▶ _SELECTED TEXT_
###
For Mehmet Memecan, founder of Tarfin, a Turkey-based startup offering quick and flexible point of sale financing options for underbanked farmers to buy inputs they need each season, connecting with fintech founders from other parts of the world was an invaluable resource, particularly during the uncertain early days of the pandemic. “Quona has a lot of fintech founders from emerging markets tackling problems similar to ours,” he says. “These founders have already solved a lot of the issues we were struggling with on day one. Many of these virtual initiatives saved us much time, effort, and money in not doing the wrong things and picking up best practices. That’s invaluable.”
Leading—and Measuring—Impact
In addition to building out Quona’s platform offering, Kristin also took over leading the firm’s impact management strategy in late 2019. Taking on Quona’s impact workstream was particularly meaningful for her — not only because the firm’s dedication to financial inclusion impact is what drew Kristin to Quona, but also because she had studied various approaches to measuring financial inclusion as part of her MBA thesis years ago. “So much of the general financial inclusion narrative focuses on creating access — i.e., increasing the amount of access a given population has to financial services — but I’ve always been impressed with Quona’s more comprehensive approach, which accounts for not only the quality of the services provided to that same target market but also the demonstration effects on the broader ecosystem,” she says.
Quona has always played a leading role in the impact investing industry, and Kristin has helped further this leadership. In 2020, she drove Quona’s adoption of the Operating Principles for Impact Management — a framework designed to bring greater discipline and transparency to impact investing — and the subsequent independent review of the firm’s impact management systems by BlueMark, one of the the industry’s leading impact verification providers. She spent 2021 focused on two key initiatives: developing and launching an impact performance framework to more systematically assess the impact of Quona’s portfolio companies, and partnering with lean data provider 60 Decibels to more deeply understand the impact Quona’s portfolio companies are having on their customers.
###
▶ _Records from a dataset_

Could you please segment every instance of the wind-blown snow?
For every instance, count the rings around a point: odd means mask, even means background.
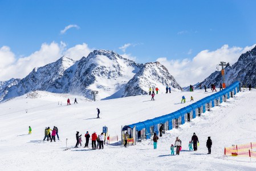
[[[121,125],[170,113],[192,103],[190,96],[196,101],[212,93],[204,90],[161,92],[155,101],[148,95],[98,101],[76,97],[79,103],[74,104],[75,96],[36,91],[0,103],[0,170],[255,170],[255,158],[250,162],[249,157],[223,156],[225,146],[255,141],[256,109],[253,103],[249,103],[255,101],[254,89],[239,92],[180,128],[167,131],[160,137],[156,150],[153,149],[152,140],[127,148],[112,145],[96,150],[72,148],[76,131],[82,134],[83,143],[86,131],[98,134],[104,125],[111,136],[120,138]],[[180,104],[183,95],[188,101]],[[67,106],[68,97],[71,105]],[[58,105],[60,101],[62,105]],[[101,111],[100,119],[95,119],[97,107]],[[29,126],[32,128],[30,135],[27,135]],[[58,127],[60,141],[42,141],[44,128],[48,126]],[[188,152],[193,132],[200,145],[197,152]],[[176,136],[182,140],[182,150],[180,156],[172,156],[169,146]],[[208,136],[213,141],[210,155],[206,154]],[[66,138],[71,148],[63,151]]]

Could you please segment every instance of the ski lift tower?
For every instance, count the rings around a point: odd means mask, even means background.
[[[92,94],[94,95],[94,101],[95,101],[95,96],[96,94],[97,94],[99,93],[99,91],[95,91],[95,90],[92,90]]]
[[[223,79],[223,83],[222,83],[222,87],[226,88],[226,84],[225,83],[225,70],[224,70],[224,66],[226,66],[225,62],[221,62],[221,64],[219,64],[219,66],[221,66],[221,75],[222,75],[222,79]]]

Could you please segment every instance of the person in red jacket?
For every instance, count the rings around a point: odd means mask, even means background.
[[[71,105],[70,98],[67,99],[67,105],[68,104]]]
[[[92,134],[92,149],[96,149],[96,140],[97,139],[97,135],[96,132],[94,132],[93,134]]]

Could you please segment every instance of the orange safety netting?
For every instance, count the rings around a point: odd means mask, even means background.
[[[233,145],[231,147],[225,147],[224,154],[230,156],[256,157],[256,142]]]

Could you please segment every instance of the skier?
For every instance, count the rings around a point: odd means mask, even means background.
[[[96,132],[92,134],[92,146],[93,149],[96,149],[96,139],[97,139],[97,135]]]
[[[74,104],[75,104],[75,103],[78,103],[78,101],[76,101],[76,98],[75,98],[75,102],[74,103]]]
[[[155,93],[154,94],[151,94],[151,96],[152,97],[152,98],[151,98],[151,100],[155,100],[155,99],[154,99],[154,96],[155,96]]]
[[[78,135],[79,134],[79,132],[78,131],[76,131],[76,144],[75,148],[78,148],[78,145],[79,144],[79,137],[82,136],[82,134],[79,136]]]
[[[206,147],[208,148],[208,154],[210,154],[211,150],[210,148],[212,148],[212,145],[213,144],[213,142],[212,142],[212,140],[210,139],[210,137],[208,137],[208,140],[207,140],[206,142]]]
[[[176,154],[180,155],[180,150],[181,146],[181,141],[180,140],[178,137],[176,137],[174,146],[176,147]]]
[[[190,101],[194,101],[194,98],[193,98],[192,96],[191,96],[191,97],[190,97]]]
[[[80,144],[80,146],[82,146],[82,141],[83,141],[82,140],[82,137],[80,137],[78,139],[78,140],[79,140],[79,142],[78,144]]]
[[[154,136],[153,137],[153,141],[154,141],[154,149],[156,149],[157,147],[157,140],[159,139],[159,137],[156,135],[156,133],[154,133]]]
[[[197,150],[197,142],[199,143],[198,138],[196,135],[196,133],[194,132],[194,134],[191,139],[191,142],[193,142],[193,148],[194,149],[194,151]]]
[[[127,147],[127,137],[129,136],[128,132],[127,132],[124,135],[124,147]]]
[[[103,141],[104,141],[104,134],[103,132],[101,132],[101,134],[100,136],[100,148],[99,149],[103,149]]]
[[[70,99],[68,98],[68,99],[67,99],[67,105],[71,105],[71,104],[70,104]]]
[[[174,155],[174,146],[173,146],[173,144],[172,144],[170,146],[170,155]]]
[[[160,128],[159,129],[159,132],[160,132],[160,137],[162,136],[162,131],[164,129],[164,125],[161,124]]]
[[[58,129],[58,128],[56,127],[55,126],[54,127],[54,129],[55,129],[56,131],[56,135],[57,136],[58,140],[59,140],[59,135],[58,134],[59,130]]]
[[[213,84],[213,92],[214,90],[215,90],[215,91],[217,92],[216,89],[215,89],[215,85]]]
[[[30,126],[29,127],[29,134],[31,134],[32,129]]]
[[[88,132],[88,131],[86,132],[86,135],[84,135],[84,137],[86,137],[86,145],[84,145],[84,147],[88,147],[88,144],[89,144],[89,139],[90,137],[91,137],[89,132]]]
[[[184,103],[186,103],[186,98],[185,98],[184,96],[182,96],[182,99],[181,99],[181,103],[182,103],[182,101],[184,101]]]
[[[56,135],[56,130],[54,129],[51,132],[51,142],[52,142],[52,139],[54,139],[54,142],[55,142],[55,135]]]
[[[97,108],[97,118],[100,118],[100,116],[99,116],[99,115],[100,115],[100,109]]]
[[[207,92],[207,91],[206,91],[206,85],[205,85],[205,85],[204,85],[204,88],[205,88],[205,92]]]
[[[220,83],[220,91],[223,89],[222,88],[222,84],[221,83]]]
[[[193,150],[193,142],[191,142],[190,141],[189,141],[189,150]]]
[[[47,127],[46,127],[46,129],[44,129],[44,138],[43,139],[43,141],[44,141],[47,137],[47,141],[49,141],[49,137],[48,136],[48,128]]]

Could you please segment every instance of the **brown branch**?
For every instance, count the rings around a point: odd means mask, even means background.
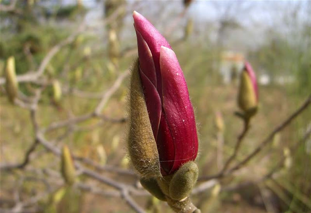
[[[309,95],[309,97],[305,101],[303,104],[294,113],[293,113],[290,116],[285,120],[282,124],[279,126],[277,126],[265,139],[259,146],[257,147],[252,153],[246,156],[242,160],[240,163],[238,163],[232,168],[228,171],[228,173],[231,173],[232,172],[239,169],[241,167],[247,163],[251,159],[256,156],[262,148],[267,145],[269,142],[272,141],[274,135],[277,132],[280,132],[283,129],[284,129],[286,126],[291,123],[295,118],[296,118],[300,114],[301,114],[305,109],[307,109],[308,107],[311,103],[311,94]]]
[[[249,125],[248,124],[248,120],[246,119],[243,120],[244,122],[244,127],[243,128],[243,131],[242,133],[238,137],[238,141],[236,143],[235,146],[234,147],[234,151],[233,151],[233,153],[232,155],[229,158],[229,159],[227,160],[226,162],[225,163],[225,165],[223,168],[221,172],[222,173],[225,172],[225,171],[228,168],[230,164],[231,163],[232,160],[233,160],[237,156],[238,154],[238,152],[240,150],[240,147],[241,147],[241,144],[242,143],[242,141],[243,141],[243,139],[246,135],[248,129],[249,129]]]
[[[301,114],[311,103],[311,94],[305,101],[304,103],[296,111],[288,117],[280,124],[277,126],[268,136],[264,139],[255,149],[244,158],[243,160],[237,164],[233,167],[228,169],[226,171],[222,171],[220,172],[210,176],[200,177],[198,178],[198,181],[208,180],[214,178],[223,178],[233,172],[239,169],[241,167],[246,164],[251,159],[256,156],[269,142],[272,141],[274,135],[282,130],[285,127],[288,125],[293,120],[294,120],[299,115]]]

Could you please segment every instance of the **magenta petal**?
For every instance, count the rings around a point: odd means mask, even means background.
[[[134,11],[133,14],[134,25],[139,32],[151,51],[156,67],[158,90],[160,89],[161,73],[160,72],[160,50],[161,46],[172,49],[166,39],[156,28],[141,15]],[[160,94],[161,91],[159,91]]]
[[[253,84],[253,87],[255,90],[255,93],[256,95],[256,100],[258,101],[258,86],[257,85],[257,81],[256,80],[256,76],[255,74],[255,72],[252,68],[251,65],[247,61],[245,62],[245,70],[247,72],[248,76],[250,77],[252,83]]]
[[[156,141],[162,111],[161,99],[155,86],[140,69],[139,73],[145,95],[147,110],[149,115],[154,136]]]
[[[156,146],[160,158],[161,173],[163,176],[170,174],[174,165],[175,160],[175,145],[171,133],[171,130],[162,111],[156,141]]]
[[[139,67],[141,71],[156,88],[156,68],[152,58],[152,54],[140,33],[137,30],[136,31],[137,36]]]
[[[185,162],[195,159],[198,138],[187,84],[173,50],[161,47],[160,65],[164,113],[170,130],[165,134],[172,134],[175,149],[172,173]]]

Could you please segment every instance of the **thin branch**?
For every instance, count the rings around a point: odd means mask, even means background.
[[[228,171],[228,173],[231,173],[232,172],[239,169],[242,166],[247,163],[251,159],[257,155],[262,148],[267,145],[269,142],[272,141],[274,135],[277,132],[280,132],[283,129],[284,129],[286,126],[291,123],[295,118],[297,117],[300,114],[301,114],[305,109],[307,109],[311,103],[311,94],[309,95],[309,97],[305,101],[303,104],[294,113],[293,113],[290,117],[285,120],[282,124],[281,124],[278,126],[276,127],[265,139],[259,146],[257,147],[252,153],[246,156],[244,160],[242,160],[240,163],[238,163],[232,168]]]
[[[224,166],[224,167],[223,168],[223,169],[221,172],[222,173],[224,173],[225,172],[232,160],[233,160],[236,157],[237,155],[238,154],[238,152],[240,150],[240,147],[241,147],[241,144],[242,142],[242,141],[243,141],[243,139],[246,135],[248,129],[249,129],[249,125],[248,124],[248,120],[244,119],[243,120],[243,122],[244,127],[243,128],[243,131],[238,137],[238,141],[237,141],[235,146],[234,147],[234,151],[233,151],[233,153],[225,163],[225,166]]]
[[[233,167],[228,169],[226,171],[222,171],[221,172],[210,176],[206,176],[199,178],[198,181],[208,180],[214,178],[223,178],[233,172],[239,169],[241,167],[246,164],[251,159],[256,156],[269,142],[272,141],[274,135],[277,133],[282,130],[285,127],[288,125],[293,121],[294,121],[298,115],[301,114],[306,110],[311,103],[311,94],[305,101],[304,103],[296,111],[288,117],[280,124],[277,126],[268,136],[264,139],[255,149],[244,158],[239,163],[237,164]]]

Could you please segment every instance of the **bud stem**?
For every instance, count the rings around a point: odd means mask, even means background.
[[[177,201],[174,200],[166,196],[168,204],[176,213],[200,213],[201,211],[198,209],[191,201],[189,197]]]

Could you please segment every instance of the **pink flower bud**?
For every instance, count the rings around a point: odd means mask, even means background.
[[[241,75],[238,102],[240,108],[245,113],[257,109],[258,105],[258,87],[256,76],[252,67],[247,62],[245,62]]]
[[[139,69],[163,176],[195,159],[198,137],[183,71],[165,38],[135,11]]]

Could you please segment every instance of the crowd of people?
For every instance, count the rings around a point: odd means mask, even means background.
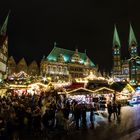
[[[62,100],[57,93],[48,95],[0,97],[0,137],[7,140],[24,139],[26,135],[47,137],[51,130],[67,131],[71,122],[75,129],[87,127],[85,104],[69,101],[65,96]],[[89,109],[93,124],[94,108]]]

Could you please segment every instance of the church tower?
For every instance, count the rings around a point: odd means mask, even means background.
[[[121,75],[121,44],[116,26],[113,35],[113,75],[119,77]]]
[[[137,40],[133,31],[133,28],[130,24],[130,31],[129,31],[129,52],[130,52],[130,56],[132,57],[136,57],[138,55],[137,52]]]
[[[132,83],[140,82],[140,57],[138,56],[137,40],[130,24],[129,31],[129,79]]]

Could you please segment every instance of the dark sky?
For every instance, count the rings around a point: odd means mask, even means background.
[[[140,39],[139,0],[3,0],[0,24],[8,10],[9,56],[16,62],[39,62],[56,41],[59,47],[84,52],[100,69],[112,65],[112,38],[116,24],[122,57],[128,57],[129,23]]]

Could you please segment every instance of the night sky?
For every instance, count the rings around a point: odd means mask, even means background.
[[[56,41],[58,47],[86,52],[101,70],[112,65],[112,38],[116,24],[122,58],[128,55],[129,23],[140,39],[140,3],[136,0],[3,0],[0,25],[11,10],[9,56],[28,64],[40,62]]]

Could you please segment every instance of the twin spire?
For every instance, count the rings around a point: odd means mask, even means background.
[[[135,34],[134,34],[134,31],[133,31],[131,24],[130,24],[128,43],[129,43],[129,46],[131,46],[132,44],[137,44],[137,40],[136,40],[136,37],[135,37]],[[119,48],[121,47],[121,43],[120,43],[120,39],[119,39],[116,25],[114,26],[113,47],[115,45],[117,45]]]

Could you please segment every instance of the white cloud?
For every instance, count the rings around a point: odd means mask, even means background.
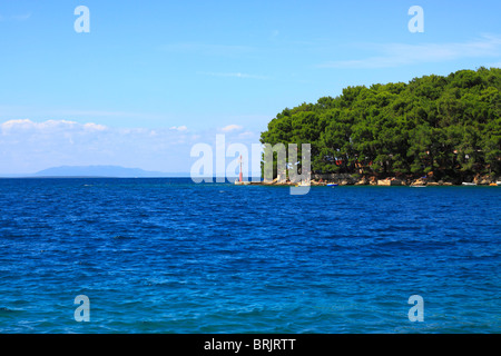
[[[406,65],[441,62],[462,58],[500,57],[501,37],[484,34],[468,42],[453,43],[383,43],[366,44],[381,56],[364,59],[336,60],[320,65],[322,68],[392,68]]]
[[[256,49],[242,44],[214,44],[200,42],[179,42],[161,44],[158,50],[176,53],[198,53],[203,56],[240,56],[248,55]]]
[[[220,130],[223,132],[230,132],[230,131],[239,131],[242,129],[243,129],[243,127],[239,125],[228,125],[228,126],[225,126],[224,128],[222,128]]]

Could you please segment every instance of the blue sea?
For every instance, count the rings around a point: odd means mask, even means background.
[[[501,187],[0,179],[0,332],[500,333],[500,211]]]

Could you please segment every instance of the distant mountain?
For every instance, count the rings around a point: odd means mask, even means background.
[[[147,178],[147,177],[189,177],[189,174],[166,174],[148,171],[140,168],[120,166],[61,166],[40,170],[30,177],[110,177],[110,178]]]

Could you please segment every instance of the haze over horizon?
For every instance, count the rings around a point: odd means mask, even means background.
[[[90,11],[77,33],[75,9]],[[424,10],[424,32],[407,13]],[[195,144],[257,144],[347,86],[501,67],[499,1],[0,3],[0,174],[189,172]],[[229,162],[232,158],[228,158]],[[217,174],[217,172],[216,172]]]

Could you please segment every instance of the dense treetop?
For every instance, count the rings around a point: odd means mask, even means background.
[[[284,109],[261,141],[311,144],[317,174],[500,175],[501,69],[347,87]]]

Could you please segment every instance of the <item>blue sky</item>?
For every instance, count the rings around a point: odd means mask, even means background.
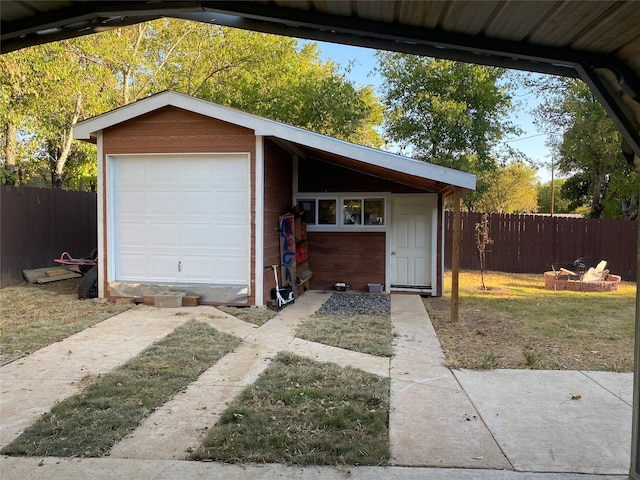
[[[359,85],[373,85],[376,90],[380,86],[381,78],[372,73],[376,66],[375,50],[326,42],[316,43],[323,59],[331,59],[343,69],[353,63],[347,75],[351,81]],[[548,181],[551,174],[544,164],[550,161],[550,150],[545,146],[546,136],[541,135],[541,132],[536,129],[529,113],[536,105],[536,98],[529,92],[519,90],[516,101],[521,102],[523,106],[514,114],[512,120],[520,126],[523,133],[517,139],[511,140],[509,144],[532,159],[539,166],[540,180]]]

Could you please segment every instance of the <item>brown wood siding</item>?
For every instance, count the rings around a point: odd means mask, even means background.
[[[300,192],[424,193],[424,190],[418,188],[311,158],[300,159],[298,162],[298,190]]]
[[[280,263],[278,217],[291,206],[293,162],[291,154],[269,139],[264,142],[264,265]],[[264,301],[275,286],[273,272],[264,272]]]
[[[250,156],[251,189],[251,294],[248,302],[255,304],[255,179],[256,137],[252,130],[199,115],[176,107],[165,107],[120,123],[103,132],[103,167],[106,156],[135,153],[232,153],[247,152]],[[103,170],[105,209],[109,179]],[[105,222],[108,212],[105,211]],[[107,271],[107,224],[104,225],[105,272]],[[109,279],[104,278],[105,295],[109,296]]]
[[[312,290],[332,289],[336,282],[368,291],[369,283],[385,285],[384,232],[309,232]]]

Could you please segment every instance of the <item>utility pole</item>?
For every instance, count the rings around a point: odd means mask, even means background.
[[[555,199],[555,186],[553,183],[553,155],[551,155],[551,216],[553,217],[553,203]]]

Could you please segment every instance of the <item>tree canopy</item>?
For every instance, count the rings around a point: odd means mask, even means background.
###
▶ _ACTION ITEM A_
According to the text about Quona, why was taking on the firm's impact workstream especially meaningful for Kristin? Answer in one to three sentences.
▶ _ACTION ITEM B_
Extend the text about Quona with a continuation that picks up after its final sentence.
These records have no connection to the text about Quona.

▶ _TASK RESULT A_
The firm's dedication to financial inclusion impact was what drew Kristin to Quona in the first place. She had also studied various approaches to measuring financial inclusion for her MBA thesis years earlier.

▶ _TASK RESULT B_
60 Decibels uses phone surveys to collect data from a representative sample of a company’s customers — something that the majority of startups do not have the ability to do on their own given privacy restrictions and capacity constraints. Kristin had been pushing to launch a pilot with 60 Decibels for years, as she felt that the customer insights that each project could produce would not only reveal the type of outcome-level impact data Quona was seeking, but could also provide participating companies with critical, strategic information on their customers. Kristin was granted the budget to launch a three-company pilot in 2021 and decided to focus on a selection of embedded finance companies within the portfolio. So far, the results have exceeded expectations. “We felt like 60 Decibels gave us an opportunity to provide portfolio companies with deep customer insights, and we plan to expand this offering in 2022,” she says.
While COVID has accelerated the need for virtual programming, some parts of the world are beginning to open up their borders again. Kristin is looking forward to adding in-person programming back to the mix as well. “I see myself as a dot-connector at Quona,” she says. “One of the best feelings is putting something together — whether virtual or in-person — then sitting back and watching all these connections you knew would be so valuable happen.”